Extract provided ▸
JON WALDEN COMMENT: Death of an icon
15 June 2009
Three decades of decline have taken their toll on General Motors, but it now has an opportunity create a bright future for itself if it dares to be bold, writes Jon Walden
The economic crisis has brought with it the demise of General Motors in America. Of course, this company has been dying for 30 years, and the credit crunch only accelerated what would have happened anyway.
It is hard for any car person not to feel sorry at this news. GM was an icon. Its management system was behind the rise of the modern corporation that brought prosperity to Western economies, while its products liberated people to travel freely and widely. For many years it was the largest company in the world.
The symptoms of its decline were varied. Poor quality, a confused range and branding, an over-dependency in latter years on high margin trucks that then went out of fashion, poor cash flow, a belief US consumers would come back one day when all the evidence suggested that younger people were deserting in droves to imports.

Recorded data ▸
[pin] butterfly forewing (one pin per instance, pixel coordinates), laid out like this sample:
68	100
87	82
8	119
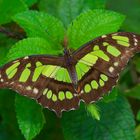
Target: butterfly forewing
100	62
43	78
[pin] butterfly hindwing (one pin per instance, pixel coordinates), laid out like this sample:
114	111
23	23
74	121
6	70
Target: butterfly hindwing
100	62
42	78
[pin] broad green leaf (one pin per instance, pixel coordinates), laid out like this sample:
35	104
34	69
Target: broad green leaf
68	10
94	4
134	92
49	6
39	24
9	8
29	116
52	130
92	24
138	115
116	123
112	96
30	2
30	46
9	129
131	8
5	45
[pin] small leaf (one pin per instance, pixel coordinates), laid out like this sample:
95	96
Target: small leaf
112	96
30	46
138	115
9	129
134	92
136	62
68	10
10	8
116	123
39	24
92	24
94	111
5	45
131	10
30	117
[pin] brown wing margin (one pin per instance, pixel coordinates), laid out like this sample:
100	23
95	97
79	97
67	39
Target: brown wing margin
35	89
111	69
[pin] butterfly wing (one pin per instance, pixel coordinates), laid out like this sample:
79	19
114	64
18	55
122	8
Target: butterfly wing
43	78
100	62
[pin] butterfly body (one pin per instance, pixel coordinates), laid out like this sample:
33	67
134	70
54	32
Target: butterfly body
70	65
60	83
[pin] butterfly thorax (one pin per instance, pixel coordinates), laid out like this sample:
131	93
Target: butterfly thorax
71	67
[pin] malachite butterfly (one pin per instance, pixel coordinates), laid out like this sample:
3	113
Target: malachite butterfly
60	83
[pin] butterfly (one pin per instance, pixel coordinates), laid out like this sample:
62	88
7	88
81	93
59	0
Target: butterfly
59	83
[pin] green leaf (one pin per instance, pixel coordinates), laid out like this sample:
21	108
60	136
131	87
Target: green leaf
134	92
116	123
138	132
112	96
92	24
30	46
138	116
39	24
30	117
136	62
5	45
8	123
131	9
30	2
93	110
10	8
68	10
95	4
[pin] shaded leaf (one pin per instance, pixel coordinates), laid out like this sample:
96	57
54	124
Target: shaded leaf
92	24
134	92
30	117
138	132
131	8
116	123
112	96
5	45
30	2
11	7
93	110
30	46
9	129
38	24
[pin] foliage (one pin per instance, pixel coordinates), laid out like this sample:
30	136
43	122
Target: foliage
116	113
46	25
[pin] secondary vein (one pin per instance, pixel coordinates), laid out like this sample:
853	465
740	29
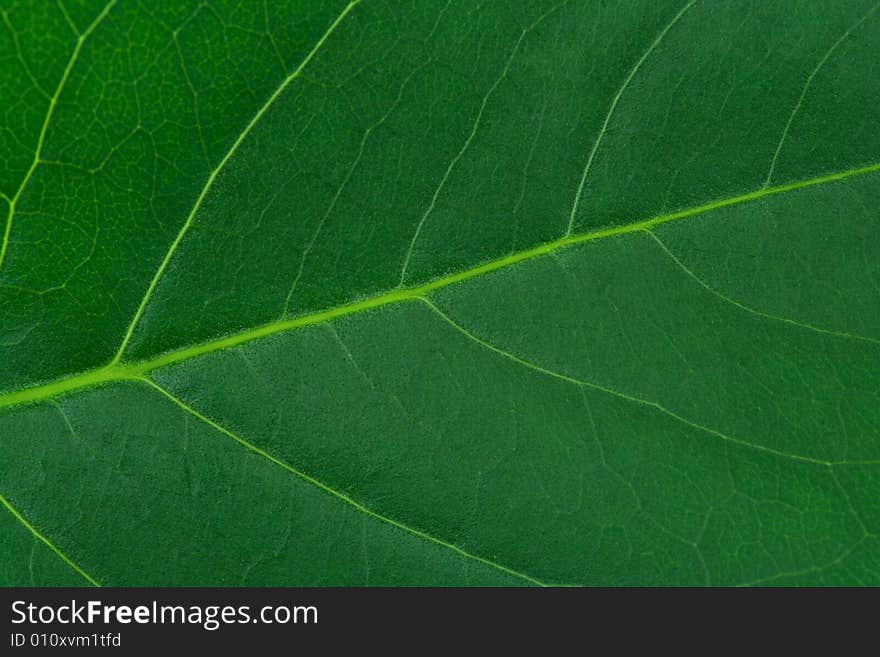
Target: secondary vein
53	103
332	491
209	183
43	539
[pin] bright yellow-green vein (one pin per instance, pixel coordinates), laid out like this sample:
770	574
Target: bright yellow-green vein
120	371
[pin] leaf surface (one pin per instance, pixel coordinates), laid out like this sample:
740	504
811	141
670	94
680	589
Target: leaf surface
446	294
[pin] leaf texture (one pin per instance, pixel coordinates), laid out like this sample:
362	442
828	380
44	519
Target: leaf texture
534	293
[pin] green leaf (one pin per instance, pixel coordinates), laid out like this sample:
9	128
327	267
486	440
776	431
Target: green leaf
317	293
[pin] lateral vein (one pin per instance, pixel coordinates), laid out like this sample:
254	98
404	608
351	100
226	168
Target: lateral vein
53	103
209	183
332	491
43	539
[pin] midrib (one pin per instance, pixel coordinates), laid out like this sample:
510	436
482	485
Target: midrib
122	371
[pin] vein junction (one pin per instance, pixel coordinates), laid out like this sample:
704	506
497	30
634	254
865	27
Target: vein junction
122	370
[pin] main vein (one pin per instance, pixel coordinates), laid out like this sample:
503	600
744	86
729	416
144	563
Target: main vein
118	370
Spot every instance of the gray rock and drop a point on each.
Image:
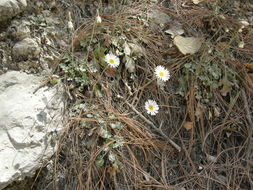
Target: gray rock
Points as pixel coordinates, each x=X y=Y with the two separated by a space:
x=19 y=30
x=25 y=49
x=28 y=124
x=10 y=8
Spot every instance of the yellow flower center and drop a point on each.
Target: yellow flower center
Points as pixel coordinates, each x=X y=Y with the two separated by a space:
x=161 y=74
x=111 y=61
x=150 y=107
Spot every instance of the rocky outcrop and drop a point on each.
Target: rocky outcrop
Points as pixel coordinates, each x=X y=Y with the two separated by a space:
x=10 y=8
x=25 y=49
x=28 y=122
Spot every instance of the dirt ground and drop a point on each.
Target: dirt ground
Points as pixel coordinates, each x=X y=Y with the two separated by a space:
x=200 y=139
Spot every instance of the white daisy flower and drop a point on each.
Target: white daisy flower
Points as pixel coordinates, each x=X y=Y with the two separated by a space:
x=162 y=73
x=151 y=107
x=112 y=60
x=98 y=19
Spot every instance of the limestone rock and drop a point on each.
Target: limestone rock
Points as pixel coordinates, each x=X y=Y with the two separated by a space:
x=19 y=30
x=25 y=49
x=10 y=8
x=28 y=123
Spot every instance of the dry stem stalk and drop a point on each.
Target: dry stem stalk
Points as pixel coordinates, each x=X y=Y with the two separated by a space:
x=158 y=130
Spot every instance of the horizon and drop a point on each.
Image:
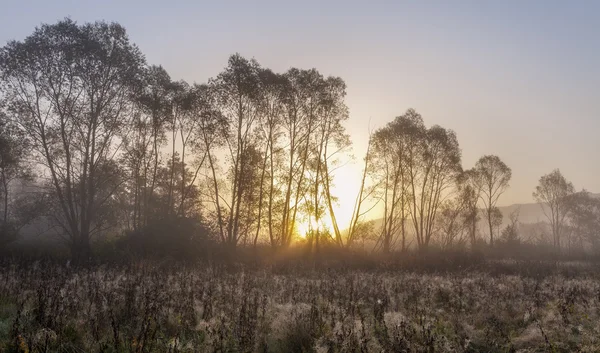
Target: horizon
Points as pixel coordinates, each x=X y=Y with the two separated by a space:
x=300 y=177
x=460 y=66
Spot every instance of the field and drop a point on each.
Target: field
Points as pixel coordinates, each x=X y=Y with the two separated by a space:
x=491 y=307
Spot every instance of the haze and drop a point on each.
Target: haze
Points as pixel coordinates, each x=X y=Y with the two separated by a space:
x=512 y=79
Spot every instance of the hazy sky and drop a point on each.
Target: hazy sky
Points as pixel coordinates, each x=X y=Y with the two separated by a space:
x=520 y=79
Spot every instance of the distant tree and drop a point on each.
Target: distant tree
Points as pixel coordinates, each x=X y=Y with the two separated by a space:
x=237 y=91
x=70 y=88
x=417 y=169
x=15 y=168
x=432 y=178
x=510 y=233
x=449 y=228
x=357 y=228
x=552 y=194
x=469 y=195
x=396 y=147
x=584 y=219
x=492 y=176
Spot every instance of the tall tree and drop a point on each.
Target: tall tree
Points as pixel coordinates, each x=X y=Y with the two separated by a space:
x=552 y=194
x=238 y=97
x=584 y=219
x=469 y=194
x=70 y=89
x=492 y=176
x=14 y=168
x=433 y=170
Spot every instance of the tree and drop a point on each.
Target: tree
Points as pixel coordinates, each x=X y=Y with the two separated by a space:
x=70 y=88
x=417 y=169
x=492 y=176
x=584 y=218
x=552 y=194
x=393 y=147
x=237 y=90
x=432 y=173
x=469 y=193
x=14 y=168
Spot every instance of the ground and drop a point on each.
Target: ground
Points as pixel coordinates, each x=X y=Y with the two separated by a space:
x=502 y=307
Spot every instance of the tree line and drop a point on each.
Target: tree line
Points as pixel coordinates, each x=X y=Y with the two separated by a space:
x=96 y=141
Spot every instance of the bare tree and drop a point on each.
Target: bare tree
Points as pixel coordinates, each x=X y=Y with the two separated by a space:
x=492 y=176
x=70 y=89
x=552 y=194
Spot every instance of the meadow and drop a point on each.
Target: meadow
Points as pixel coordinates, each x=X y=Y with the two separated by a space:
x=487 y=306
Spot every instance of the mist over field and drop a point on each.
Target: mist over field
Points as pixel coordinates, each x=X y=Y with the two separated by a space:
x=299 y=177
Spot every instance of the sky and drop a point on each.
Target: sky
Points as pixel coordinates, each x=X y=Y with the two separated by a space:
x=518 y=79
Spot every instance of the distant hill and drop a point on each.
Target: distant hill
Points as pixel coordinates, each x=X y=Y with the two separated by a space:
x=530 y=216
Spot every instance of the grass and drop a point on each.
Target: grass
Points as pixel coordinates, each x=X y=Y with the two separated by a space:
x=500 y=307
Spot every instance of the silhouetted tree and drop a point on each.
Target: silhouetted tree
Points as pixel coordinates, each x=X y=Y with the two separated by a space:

---

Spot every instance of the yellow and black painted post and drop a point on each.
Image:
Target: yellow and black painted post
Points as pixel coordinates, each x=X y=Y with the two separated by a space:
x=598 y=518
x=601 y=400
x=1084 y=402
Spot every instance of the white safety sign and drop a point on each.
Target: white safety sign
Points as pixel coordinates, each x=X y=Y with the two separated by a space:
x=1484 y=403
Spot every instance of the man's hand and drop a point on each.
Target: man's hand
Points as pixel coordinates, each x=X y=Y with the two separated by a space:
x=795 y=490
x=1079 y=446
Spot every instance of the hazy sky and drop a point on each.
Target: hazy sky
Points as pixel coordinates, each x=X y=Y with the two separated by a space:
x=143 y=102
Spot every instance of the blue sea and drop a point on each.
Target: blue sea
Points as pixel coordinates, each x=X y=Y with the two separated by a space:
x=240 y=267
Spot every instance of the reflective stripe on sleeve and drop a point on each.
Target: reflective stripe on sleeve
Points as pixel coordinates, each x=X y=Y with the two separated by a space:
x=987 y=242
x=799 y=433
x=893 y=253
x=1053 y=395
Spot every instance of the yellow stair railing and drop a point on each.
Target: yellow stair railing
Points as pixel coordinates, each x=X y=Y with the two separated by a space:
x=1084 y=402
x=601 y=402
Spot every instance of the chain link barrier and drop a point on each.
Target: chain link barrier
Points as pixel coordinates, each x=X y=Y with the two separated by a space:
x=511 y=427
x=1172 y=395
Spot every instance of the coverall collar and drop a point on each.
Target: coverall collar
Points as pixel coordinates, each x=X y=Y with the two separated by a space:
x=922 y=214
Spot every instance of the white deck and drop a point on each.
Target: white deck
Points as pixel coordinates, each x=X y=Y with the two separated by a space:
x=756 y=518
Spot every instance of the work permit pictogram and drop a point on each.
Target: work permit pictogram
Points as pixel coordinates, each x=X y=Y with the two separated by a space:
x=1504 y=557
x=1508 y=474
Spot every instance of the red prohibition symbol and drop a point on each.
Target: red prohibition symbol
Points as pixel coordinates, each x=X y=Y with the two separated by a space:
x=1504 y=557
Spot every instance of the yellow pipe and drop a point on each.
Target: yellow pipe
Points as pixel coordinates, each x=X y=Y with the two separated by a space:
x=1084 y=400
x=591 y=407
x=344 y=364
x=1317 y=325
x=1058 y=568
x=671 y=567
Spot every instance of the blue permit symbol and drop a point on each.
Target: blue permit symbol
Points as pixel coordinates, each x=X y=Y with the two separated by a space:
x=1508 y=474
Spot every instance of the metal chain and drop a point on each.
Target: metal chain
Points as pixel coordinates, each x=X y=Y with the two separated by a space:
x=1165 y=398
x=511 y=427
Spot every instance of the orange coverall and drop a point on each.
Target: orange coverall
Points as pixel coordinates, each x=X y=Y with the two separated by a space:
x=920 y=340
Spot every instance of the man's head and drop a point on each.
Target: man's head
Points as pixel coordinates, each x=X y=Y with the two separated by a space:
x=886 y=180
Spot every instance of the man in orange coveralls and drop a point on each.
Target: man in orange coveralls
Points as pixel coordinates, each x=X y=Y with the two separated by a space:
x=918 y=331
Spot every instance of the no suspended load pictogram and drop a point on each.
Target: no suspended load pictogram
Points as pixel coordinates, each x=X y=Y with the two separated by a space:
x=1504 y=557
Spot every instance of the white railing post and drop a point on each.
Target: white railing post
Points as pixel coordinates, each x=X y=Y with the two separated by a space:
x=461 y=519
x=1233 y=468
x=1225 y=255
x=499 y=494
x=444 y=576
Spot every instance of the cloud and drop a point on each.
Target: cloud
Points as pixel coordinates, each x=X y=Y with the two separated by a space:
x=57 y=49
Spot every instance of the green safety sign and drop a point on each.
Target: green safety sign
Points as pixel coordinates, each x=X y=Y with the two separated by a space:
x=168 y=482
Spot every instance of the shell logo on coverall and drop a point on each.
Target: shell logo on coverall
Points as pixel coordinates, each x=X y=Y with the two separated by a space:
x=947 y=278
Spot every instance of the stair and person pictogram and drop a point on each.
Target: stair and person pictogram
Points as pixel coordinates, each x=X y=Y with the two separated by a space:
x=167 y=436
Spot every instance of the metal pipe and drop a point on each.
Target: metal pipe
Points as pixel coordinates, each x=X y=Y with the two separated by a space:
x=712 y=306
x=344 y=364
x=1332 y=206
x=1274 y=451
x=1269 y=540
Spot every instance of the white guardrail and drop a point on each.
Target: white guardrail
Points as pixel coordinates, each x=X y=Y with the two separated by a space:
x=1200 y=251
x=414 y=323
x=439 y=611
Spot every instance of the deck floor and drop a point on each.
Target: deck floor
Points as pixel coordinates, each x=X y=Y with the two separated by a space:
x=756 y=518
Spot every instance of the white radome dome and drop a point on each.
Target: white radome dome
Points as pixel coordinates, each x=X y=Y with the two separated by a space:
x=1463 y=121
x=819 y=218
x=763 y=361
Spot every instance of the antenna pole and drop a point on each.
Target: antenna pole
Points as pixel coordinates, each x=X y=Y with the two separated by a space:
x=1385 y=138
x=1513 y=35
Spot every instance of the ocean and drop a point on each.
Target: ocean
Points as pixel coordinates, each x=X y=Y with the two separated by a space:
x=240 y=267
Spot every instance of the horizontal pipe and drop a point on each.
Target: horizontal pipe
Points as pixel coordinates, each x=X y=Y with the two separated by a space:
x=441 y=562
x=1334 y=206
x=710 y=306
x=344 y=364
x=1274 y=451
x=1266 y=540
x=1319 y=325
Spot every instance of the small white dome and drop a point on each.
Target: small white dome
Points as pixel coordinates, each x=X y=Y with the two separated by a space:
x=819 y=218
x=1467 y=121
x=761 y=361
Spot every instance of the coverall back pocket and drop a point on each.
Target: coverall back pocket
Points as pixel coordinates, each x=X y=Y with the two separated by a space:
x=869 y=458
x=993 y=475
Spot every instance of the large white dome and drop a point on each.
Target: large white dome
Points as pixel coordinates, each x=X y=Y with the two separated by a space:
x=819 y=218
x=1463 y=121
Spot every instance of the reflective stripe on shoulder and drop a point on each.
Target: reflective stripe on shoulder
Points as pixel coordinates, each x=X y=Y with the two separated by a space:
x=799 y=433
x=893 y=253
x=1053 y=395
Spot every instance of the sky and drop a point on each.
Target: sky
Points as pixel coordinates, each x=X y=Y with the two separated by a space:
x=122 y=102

...

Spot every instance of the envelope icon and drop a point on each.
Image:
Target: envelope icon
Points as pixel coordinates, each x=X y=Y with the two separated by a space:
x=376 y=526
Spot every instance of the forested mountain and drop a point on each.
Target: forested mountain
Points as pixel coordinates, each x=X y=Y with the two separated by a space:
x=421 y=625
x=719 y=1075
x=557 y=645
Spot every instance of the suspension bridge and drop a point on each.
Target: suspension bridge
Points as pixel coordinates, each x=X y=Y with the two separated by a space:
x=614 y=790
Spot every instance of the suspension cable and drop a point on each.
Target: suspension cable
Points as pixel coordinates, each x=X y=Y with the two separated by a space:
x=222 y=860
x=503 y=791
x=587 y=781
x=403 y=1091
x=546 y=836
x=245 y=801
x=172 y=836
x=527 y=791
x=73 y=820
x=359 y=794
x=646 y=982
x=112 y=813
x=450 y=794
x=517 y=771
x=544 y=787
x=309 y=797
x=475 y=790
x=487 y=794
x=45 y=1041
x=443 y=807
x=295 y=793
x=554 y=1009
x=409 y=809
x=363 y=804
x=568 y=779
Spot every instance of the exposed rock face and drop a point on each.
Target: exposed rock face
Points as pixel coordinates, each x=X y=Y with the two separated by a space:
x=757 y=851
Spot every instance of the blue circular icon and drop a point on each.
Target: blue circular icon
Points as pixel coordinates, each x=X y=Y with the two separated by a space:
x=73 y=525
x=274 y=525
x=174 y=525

Apply what you read ▸
A. Answer these about the comment on General Motors:
(i) What date does the comment carry?
(ii) For how many years does the writer say the company has been dying?
(iii) What kind of vehicles did the company depend on too much in its later years?
B. Copy out the stretch of the General Motors comment from "JON WALDEN COMMENT: Death" through "have happened anyway.", word for word.
Use only the text to answer.

Answers in order ▸
A.
(i) 15 June 2009
(ii) 30 years
(iii) High margin trucks

B.
JON WALDEN COMMENT: Death of an icon
15 June 2009
Three decades of decline have taken their toll on General Motors, but it now has an opportunity create a bright future for itself if it dares to be bold, writes Jon Walden
The economic crisis has brought with it the demise of General Motors in America. Of course, this company has been dying for 30 years, and the credit crunch only accelerated what would have happened anyway.